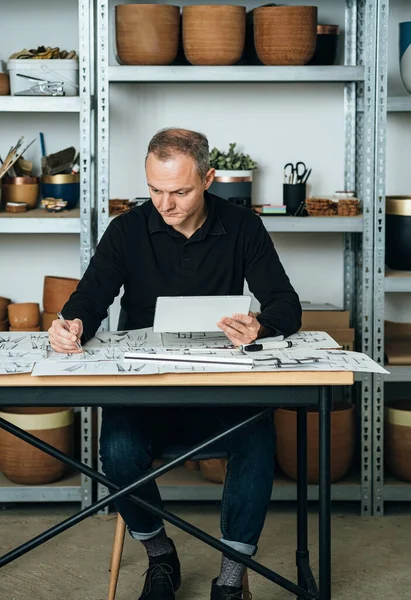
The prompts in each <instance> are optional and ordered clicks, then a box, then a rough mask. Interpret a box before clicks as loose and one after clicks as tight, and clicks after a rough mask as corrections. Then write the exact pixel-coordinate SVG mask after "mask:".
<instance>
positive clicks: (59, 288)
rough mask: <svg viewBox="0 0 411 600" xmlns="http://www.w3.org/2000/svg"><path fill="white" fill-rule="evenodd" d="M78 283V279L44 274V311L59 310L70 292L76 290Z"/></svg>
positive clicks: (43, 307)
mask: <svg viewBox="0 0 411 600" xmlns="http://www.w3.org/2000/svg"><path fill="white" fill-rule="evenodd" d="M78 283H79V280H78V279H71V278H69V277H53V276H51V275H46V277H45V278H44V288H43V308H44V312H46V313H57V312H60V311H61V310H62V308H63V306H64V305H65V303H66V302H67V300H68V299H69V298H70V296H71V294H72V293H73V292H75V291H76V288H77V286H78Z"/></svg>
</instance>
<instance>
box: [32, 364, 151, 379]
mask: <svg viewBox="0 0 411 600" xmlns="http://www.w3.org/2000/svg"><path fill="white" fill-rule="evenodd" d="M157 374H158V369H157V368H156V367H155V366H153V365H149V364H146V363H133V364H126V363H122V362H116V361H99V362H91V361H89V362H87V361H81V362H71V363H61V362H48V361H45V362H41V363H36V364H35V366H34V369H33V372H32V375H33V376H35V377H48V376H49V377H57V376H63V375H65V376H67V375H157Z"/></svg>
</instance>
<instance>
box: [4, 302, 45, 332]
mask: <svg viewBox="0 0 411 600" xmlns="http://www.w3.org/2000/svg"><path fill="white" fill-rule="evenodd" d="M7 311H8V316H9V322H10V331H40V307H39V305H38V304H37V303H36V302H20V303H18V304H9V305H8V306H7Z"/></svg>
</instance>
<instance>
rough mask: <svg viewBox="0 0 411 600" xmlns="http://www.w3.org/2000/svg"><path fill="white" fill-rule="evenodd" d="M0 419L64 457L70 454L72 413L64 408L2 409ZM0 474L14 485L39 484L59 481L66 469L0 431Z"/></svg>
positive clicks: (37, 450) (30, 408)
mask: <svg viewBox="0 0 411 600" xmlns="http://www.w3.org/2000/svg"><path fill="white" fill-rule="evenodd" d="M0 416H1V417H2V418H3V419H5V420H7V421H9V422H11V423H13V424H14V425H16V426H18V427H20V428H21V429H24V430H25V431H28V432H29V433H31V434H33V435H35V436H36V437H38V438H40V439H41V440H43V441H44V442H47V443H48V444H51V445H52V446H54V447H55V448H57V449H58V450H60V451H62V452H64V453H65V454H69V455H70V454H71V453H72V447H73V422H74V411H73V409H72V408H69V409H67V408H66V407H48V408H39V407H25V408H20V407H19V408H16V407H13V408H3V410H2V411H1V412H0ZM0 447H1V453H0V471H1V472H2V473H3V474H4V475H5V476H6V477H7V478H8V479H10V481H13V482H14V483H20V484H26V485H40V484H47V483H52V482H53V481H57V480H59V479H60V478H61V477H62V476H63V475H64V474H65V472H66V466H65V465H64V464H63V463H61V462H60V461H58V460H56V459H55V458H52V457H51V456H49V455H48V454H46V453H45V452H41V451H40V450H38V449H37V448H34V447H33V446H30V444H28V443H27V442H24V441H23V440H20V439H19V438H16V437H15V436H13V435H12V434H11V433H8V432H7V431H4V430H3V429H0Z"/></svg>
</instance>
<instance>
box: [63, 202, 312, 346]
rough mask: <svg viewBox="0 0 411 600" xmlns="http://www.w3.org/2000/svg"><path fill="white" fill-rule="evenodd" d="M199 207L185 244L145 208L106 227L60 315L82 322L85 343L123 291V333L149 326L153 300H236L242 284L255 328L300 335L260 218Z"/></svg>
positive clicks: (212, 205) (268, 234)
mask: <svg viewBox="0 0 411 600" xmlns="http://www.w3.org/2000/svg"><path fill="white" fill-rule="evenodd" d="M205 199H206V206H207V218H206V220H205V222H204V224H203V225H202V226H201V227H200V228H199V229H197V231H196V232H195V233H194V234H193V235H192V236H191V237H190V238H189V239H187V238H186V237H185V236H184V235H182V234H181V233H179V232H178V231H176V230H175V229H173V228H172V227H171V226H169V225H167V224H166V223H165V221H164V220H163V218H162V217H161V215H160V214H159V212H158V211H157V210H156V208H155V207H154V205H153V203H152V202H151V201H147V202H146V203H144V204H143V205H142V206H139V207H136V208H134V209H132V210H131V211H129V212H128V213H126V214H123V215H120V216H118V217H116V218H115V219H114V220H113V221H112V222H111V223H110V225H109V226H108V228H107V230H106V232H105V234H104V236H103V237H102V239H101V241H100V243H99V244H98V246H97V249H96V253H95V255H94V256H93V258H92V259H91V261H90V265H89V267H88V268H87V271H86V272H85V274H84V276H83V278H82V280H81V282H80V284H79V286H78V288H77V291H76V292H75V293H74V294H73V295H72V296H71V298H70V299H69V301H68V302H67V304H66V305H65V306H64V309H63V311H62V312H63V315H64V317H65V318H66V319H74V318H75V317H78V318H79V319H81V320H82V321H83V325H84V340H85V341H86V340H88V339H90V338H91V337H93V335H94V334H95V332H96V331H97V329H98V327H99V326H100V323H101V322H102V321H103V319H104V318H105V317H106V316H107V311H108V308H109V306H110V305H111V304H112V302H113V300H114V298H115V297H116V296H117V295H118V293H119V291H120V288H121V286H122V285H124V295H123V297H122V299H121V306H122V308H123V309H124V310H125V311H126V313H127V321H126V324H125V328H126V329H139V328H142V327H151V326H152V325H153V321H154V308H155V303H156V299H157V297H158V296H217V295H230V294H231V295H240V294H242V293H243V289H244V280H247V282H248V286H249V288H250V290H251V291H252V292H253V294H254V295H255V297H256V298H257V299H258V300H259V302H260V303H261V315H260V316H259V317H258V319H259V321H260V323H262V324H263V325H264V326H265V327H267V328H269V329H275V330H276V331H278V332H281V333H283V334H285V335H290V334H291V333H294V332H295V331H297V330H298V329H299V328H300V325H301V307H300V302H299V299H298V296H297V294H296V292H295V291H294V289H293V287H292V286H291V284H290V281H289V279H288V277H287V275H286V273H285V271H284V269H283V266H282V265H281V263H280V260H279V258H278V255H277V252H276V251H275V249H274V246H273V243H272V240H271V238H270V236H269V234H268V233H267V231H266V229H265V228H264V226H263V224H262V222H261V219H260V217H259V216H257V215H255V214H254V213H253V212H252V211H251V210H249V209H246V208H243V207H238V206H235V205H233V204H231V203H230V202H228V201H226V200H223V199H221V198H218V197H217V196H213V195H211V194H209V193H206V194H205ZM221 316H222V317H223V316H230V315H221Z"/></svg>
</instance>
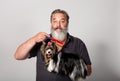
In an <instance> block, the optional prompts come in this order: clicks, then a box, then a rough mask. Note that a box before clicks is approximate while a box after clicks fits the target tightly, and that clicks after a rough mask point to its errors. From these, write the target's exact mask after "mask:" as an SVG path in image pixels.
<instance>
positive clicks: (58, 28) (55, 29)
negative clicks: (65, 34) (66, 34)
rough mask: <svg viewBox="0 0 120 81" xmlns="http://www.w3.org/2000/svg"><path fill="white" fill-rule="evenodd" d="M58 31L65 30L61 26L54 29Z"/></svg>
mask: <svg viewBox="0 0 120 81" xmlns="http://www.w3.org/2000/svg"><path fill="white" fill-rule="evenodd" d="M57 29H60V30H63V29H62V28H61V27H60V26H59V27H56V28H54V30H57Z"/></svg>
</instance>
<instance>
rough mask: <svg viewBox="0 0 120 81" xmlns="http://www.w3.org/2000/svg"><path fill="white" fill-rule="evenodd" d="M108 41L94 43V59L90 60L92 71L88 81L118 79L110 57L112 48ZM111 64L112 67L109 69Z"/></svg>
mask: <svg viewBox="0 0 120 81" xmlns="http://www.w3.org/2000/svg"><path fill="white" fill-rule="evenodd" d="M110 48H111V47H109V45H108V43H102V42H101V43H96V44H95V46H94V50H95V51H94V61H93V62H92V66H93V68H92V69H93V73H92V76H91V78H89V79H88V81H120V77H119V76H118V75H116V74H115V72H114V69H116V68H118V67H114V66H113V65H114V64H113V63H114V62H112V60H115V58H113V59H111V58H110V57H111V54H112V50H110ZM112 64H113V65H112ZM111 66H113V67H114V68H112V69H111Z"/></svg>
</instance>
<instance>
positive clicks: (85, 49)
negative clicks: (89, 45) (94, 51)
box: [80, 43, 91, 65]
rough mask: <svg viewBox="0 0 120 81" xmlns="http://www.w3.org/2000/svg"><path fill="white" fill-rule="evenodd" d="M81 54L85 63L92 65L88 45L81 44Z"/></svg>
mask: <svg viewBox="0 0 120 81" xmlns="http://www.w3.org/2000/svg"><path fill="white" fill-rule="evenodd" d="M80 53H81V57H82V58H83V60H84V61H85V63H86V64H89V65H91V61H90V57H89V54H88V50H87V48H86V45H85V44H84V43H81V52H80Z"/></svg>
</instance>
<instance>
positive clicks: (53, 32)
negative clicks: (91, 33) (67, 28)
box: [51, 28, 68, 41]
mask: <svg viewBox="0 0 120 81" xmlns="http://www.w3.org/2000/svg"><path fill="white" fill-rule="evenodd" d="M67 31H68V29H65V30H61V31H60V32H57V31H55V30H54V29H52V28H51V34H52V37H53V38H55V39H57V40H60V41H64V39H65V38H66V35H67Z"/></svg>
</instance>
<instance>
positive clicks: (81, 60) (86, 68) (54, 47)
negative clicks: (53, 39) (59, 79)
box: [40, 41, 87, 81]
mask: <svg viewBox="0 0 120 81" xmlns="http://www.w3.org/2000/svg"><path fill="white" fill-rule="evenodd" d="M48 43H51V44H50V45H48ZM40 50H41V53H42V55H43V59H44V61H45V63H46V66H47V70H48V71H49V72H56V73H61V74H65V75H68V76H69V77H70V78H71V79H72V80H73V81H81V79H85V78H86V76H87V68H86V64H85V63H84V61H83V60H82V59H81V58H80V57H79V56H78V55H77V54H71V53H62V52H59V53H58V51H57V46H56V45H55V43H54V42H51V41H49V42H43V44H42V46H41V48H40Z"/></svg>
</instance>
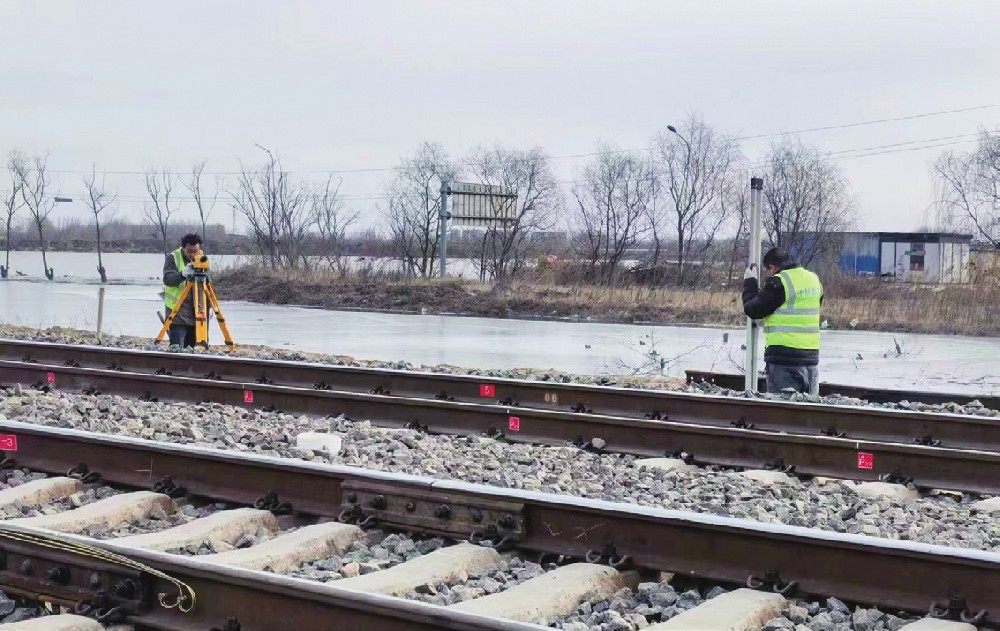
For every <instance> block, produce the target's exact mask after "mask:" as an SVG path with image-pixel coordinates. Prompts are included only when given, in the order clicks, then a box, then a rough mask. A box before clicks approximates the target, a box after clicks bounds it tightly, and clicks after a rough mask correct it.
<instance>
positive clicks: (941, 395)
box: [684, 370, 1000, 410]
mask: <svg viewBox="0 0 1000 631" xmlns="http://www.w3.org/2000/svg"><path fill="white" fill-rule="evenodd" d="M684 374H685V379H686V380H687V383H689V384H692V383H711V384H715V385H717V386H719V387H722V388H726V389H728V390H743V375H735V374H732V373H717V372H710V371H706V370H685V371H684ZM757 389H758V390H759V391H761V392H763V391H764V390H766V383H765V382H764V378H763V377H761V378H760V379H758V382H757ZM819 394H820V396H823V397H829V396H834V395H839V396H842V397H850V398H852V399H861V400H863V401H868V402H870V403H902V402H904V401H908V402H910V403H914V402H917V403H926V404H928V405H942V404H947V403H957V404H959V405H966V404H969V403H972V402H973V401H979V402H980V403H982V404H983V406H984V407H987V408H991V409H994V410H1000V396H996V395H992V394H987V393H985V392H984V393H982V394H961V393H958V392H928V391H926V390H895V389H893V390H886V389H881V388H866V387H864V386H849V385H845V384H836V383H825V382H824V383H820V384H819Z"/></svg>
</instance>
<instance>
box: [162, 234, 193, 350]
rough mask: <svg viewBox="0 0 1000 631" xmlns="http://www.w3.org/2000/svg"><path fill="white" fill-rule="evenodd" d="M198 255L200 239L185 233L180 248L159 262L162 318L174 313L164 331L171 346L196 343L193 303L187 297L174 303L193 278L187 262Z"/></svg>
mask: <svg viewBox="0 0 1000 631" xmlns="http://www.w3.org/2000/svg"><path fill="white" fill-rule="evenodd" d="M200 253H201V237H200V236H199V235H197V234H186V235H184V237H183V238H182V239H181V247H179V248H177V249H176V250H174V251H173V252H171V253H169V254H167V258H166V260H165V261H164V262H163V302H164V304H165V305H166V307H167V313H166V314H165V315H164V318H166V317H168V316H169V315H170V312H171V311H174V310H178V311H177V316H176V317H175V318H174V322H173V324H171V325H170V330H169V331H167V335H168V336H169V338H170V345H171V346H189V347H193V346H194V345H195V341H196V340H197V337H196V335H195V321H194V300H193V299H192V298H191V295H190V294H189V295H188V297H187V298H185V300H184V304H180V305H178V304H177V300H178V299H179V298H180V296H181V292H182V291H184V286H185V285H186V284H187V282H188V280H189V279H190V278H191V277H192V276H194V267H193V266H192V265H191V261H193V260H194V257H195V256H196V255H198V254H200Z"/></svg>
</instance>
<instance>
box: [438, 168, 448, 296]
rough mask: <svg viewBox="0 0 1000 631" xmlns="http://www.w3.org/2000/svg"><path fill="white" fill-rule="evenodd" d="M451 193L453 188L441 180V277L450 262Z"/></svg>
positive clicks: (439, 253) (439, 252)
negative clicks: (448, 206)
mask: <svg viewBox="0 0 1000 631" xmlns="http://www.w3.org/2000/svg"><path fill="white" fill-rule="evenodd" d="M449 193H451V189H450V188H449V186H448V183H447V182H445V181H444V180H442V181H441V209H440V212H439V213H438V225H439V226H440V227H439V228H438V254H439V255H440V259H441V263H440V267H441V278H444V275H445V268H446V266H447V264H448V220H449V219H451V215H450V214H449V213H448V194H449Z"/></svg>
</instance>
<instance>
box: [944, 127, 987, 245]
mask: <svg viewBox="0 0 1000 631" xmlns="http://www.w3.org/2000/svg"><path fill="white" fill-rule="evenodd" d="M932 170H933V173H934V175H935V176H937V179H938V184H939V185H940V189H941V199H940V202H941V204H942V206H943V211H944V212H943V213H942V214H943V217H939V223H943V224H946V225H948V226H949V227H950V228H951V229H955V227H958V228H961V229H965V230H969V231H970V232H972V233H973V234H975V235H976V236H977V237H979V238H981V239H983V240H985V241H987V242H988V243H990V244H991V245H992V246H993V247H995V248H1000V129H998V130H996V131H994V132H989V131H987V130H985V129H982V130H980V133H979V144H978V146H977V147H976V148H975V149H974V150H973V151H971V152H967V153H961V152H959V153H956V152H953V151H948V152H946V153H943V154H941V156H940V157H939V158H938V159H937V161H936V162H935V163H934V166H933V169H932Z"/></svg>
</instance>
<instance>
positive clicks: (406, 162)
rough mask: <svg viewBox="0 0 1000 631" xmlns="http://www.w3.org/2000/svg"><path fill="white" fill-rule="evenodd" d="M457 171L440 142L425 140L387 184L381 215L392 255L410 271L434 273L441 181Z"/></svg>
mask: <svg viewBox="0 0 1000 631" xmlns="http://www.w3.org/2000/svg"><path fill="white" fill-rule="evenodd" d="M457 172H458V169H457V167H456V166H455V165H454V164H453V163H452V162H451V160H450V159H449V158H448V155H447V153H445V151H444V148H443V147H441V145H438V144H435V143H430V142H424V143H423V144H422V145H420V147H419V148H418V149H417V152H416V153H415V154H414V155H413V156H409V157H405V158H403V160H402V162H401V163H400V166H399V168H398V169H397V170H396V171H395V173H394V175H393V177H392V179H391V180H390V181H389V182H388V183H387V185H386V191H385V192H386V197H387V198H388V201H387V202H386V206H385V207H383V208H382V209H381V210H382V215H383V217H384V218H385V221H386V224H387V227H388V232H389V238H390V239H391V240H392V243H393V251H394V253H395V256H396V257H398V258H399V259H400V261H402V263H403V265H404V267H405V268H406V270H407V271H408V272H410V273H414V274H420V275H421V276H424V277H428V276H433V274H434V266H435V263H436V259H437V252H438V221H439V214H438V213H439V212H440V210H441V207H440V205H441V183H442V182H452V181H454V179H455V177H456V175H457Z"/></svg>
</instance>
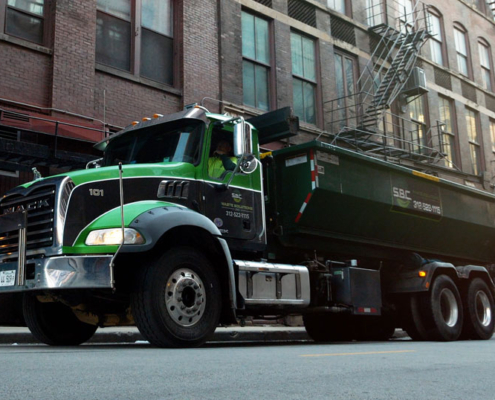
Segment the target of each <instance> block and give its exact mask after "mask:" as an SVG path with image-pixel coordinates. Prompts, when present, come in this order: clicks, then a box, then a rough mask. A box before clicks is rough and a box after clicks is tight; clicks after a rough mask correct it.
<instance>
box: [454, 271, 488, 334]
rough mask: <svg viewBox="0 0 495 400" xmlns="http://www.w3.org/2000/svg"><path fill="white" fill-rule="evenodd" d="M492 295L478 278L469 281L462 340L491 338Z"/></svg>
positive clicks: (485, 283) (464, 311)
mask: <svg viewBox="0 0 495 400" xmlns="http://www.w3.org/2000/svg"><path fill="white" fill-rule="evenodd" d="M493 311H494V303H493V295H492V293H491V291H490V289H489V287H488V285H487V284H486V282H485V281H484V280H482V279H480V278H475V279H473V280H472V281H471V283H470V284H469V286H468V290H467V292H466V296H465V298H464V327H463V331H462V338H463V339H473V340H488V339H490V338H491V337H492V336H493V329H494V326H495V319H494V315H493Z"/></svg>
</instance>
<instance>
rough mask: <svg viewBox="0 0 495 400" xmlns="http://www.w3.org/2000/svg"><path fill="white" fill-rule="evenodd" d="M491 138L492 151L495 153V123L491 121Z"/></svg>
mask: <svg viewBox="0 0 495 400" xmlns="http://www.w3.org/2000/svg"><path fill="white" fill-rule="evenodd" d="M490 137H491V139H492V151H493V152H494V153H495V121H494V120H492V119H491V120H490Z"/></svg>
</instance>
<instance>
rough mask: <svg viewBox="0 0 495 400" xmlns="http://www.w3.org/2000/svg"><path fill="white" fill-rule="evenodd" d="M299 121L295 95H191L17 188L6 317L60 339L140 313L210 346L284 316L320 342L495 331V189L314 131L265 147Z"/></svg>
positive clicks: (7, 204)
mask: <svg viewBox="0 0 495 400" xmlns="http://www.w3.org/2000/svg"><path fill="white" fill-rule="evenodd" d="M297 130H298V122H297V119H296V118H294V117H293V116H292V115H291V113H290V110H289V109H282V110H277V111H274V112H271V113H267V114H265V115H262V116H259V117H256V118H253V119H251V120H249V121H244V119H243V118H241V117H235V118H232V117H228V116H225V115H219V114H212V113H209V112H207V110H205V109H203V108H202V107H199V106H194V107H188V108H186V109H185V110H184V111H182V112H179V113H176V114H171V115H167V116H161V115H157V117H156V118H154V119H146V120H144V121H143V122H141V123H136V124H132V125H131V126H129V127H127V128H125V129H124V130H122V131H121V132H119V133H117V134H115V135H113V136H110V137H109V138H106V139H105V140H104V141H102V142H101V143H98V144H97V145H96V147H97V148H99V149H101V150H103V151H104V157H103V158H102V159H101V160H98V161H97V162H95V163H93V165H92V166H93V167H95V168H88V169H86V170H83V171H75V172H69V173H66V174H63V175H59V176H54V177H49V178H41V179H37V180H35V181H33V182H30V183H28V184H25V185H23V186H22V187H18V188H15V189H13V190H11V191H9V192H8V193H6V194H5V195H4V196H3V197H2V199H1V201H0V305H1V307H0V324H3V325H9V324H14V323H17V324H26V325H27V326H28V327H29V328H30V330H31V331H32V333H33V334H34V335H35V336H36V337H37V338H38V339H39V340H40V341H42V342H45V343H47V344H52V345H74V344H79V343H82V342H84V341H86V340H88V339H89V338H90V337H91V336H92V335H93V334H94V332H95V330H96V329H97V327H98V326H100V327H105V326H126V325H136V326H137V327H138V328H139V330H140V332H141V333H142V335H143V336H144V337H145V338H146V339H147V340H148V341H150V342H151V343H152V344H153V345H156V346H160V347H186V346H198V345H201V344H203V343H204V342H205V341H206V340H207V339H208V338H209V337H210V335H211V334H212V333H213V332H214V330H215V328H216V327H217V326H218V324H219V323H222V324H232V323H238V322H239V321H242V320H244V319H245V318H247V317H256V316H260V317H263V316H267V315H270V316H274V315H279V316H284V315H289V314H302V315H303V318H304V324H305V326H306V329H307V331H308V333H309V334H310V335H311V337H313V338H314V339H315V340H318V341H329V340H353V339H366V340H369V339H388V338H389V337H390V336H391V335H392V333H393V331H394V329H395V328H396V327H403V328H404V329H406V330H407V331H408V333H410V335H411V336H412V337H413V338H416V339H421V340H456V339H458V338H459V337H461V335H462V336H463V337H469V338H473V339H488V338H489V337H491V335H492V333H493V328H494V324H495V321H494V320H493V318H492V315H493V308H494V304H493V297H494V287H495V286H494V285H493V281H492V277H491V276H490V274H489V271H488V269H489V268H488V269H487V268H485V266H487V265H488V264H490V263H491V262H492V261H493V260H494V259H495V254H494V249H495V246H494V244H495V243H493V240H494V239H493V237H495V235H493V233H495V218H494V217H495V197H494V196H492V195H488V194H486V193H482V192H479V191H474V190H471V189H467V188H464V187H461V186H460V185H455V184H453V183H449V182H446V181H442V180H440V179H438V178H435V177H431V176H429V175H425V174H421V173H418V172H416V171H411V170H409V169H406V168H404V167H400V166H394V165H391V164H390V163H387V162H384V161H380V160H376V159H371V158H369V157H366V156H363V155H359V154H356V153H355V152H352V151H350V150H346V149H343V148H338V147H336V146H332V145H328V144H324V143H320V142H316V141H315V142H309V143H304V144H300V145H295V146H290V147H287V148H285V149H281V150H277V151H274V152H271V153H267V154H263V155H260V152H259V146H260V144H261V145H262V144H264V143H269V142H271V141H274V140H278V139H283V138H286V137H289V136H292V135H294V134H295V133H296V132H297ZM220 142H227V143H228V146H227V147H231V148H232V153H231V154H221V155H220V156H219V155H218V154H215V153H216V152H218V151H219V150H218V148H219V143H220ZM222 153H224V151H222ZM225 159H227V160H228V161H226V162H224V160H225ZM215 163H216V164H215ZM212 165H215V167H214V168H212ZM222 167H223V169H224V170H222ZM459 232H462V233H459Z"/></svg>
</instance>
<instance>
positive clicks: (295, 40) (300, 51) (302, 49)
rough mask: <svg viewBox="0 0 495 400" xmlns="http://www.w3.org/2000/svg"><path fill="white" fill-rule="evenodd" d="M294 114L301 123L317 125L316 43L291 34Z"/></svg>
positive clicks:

■ ■ ■

**Task:**
Skip the pictures and restate exactly the lines from the beginning of the listing to the line with "positive clicks: (59, 288)", that line included.

**Written answer:**
The prompts in each <instance> are optional and ordered clicks, then a box, then a rough mask. Interpret a box before clicks as loose and one after clicks as tight, and clicks after a rough mask as corrections. Then write the exact pixel-coordinate SVG mask after "mask:".
<instance>
positive clicks: (59, 288)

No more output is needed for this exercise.